▶ [What the task requires]: Copy out, word for word, the lines of the entries below that begin with the line containing "In this picture, where can the blurred green" and end with the line containing "point(22, 239)", including both of those lines and nothing more.

▶ [Information given]:

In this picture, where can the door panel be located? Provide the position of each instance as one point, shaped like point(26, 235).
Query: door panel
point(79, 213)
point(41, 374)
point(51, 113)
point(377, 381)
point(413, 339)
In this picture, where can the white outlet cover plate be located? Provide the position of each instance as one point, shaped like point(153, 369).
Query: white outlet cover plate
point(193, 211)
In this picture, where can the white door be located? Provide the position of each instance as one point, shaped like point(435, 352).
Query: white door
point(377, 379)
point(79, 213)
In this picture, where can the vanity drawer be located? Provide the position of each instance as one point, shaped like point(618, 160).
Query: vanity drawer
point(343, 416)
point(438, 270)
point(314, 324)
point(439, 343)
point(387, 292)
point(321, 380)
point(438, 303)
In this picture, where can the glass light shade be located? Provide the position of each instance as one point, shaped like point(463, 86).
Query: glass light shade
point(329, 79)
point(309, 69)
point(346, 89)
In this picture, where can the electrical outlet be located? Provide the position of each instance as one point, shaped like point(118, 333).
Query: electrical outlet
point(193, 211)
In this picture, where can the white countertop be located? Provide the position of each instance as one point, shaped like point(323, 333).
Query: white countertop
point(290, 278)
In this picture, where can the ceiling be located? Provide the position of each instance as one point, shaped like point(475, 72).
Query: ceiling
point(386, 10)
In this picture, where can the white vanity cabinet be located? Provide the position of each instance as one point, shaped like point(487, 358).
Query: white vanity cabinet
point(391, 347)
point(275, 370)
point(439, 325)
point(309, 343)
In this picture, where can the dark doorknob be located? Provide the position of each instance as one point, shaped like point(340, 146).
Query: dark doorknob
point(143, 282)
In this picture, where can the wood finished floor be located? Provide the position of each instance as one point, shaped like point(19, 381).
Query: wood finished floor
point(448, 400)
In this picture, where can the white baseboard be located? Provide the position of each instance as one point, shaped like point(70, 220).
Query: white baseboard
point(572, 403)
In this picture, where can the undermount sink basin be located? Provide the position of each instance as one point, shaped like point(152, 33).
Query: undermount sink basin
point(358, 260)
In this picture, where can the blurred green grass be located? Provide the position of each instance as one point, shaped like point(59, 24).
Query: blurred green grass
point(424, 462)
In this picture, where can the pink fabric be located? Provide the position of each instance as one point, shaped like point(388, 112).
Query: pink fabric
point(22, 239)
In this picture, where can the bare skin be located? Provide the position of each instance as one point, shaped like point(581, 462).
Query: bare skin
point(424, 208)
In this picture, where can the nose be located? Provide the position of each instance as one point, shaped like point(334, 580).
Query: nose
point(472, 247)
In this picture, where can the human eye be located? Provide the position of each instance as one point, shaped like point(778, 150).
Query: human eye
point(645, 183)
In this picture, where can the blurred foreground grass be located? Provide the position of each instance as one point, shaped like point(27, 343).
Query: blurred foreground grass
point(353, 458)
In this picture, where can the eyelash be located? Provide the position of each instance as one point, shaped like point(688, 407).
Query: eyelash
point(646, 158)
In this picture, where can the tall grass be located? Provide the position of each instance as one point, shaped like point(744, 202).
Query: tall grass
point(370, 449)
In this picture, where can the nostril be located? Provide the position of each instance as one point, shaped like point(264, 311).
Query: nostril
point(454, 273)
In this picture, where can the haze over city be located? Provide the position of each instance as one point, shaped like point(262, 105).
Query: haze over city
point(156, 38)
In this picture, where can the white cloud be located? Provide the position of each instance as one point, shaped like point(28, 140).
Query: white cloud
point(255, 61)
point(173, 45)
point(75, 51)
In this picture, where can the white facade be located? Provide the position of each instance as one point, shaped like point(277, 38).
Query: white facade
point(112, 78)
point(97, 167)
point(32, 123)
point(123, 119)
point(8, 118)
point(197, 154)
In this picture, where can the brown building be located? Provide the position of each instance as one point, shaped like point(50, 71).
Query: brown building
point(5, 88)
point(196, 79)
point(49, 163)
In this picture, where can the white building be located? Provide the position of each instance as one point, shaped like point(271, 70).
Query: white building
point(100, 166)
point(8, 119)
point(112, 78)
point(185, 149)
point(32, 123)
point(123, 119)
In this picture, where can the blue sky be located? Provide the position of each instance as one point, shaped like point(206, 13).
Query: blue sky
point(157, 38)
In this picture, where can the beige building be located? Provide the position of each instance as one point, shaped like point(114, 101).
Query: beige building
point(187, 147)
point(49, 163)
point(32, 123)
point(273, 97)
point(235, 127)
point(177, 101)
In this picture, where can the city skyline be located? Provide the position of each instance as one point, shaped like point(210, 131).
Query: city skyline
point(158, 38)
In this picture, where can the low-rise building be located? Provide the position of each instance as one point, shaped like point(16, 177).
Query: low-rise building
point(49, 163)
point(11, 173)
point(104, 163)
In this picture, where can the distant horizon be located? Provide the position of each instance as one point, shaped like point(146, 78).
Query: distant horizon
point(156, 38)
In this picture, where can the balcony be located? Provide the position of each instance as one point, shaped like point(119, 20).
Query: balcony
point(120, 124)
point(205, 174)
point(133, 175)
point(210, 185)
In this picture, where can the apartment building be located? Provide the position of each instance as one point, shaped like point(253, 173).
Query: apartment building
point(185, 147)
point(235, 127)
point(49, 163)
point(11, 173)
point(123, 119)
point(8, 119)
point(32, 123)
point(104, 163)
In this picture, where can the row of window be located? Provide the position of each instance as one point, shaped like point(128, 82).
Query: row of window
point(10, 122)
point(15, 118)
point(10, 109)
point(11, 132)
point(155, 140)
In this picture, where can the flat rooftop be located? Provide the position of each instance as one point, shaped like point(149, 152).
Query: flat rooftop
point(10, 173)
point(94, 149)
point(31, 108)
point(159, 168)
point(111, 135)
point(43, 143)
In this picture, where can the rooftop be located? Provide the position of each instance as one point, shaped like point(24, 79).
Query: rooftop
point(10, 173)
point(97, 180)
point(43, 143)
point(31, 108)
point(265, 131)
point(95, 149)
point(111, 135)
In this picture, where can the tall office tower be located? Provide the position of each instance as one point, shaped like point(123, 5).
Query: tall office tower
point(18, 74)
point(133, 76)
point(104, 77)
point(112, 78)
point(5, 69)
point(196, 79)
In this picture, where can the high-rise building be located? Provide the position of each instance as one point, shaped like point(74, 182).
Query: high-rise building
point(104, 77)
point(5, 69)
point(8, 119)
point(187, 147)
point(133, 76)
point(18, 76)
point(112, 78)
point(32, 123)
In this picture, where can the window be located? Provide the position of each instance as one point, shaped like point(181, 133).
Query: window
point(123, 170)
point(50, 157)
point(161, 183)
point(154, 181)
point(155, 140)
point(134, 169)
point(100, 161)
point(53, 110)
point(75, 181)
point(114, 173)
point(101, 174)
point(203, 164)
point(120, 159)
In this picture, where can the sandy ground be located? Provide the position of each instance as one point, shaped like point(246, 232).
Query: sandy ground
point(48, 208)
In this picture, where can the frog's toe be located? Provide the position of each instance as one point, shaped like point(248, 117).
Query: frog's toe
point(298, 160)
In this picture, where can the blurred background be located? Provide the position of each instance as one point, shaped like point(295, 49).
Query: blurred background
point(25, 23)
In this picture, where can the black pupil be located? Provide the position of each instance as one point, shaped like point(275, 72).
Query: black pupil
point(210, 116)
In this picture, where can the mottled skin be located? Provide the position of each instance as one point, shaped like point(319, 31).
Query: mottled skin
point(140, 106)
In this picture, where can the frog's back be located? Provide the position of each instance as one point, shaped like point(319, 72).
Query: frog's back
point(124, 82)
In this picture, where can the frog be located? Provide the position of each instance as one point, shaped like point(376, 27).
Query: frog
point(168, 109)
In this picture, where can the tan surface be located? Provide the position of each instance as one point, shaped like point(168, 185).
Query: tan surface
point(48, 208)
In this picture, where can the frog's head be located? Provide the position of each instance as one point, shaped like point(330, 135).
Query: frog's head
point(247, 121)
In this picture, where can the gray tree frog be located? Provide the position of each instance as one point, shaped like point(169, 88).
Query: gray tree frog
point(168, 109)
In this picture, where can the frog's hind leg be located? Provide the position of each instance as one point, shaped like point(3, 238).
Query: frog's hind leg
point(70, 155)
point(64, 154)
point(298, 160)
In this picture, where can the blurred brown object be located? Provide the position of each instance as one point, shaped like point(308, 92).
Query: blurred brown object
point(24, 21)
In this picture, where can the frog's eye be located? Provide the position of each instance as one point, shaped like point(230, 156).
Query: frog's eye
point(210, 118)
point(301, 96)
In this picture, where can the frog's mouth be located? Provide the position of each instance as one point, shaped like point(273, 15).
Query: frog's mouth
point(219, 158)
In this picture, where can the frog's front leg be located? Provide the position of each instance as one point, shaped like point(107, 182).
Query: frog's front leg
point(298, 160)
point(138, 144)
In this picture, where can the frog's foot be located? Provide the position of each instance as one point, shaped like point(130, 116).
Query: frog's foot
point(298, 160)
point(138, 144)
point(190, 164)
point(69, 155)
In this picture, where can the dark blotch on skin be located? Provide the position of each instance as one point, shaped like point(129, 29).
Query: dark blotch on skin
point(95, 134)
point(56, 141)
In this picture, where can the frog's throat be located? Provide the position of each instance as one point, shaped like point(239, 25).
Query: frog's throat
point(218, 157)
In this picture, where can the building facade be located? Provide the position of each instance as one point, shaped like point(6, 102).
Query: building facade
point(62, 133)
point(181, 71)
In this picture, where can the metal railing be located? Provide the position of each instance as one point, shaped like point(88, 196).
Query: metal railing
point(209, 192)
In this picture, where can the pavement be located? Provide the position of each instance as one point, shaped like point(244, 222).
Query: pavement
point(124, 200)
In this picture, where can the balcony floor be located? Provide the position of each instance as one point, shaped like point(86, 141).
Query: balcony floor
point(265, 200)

▶ [The result]:
In this picture, where can the blurred green grass be located? Provide the position of each instance as one point, shaped like point(59, 24).
Query: blurred green grass
point(424, 462)
In this picture, where can the pink fabric be located? Provide the position of each instance as one point, shaped like point(388, 112).
Query: pink fabric
point(22, 239)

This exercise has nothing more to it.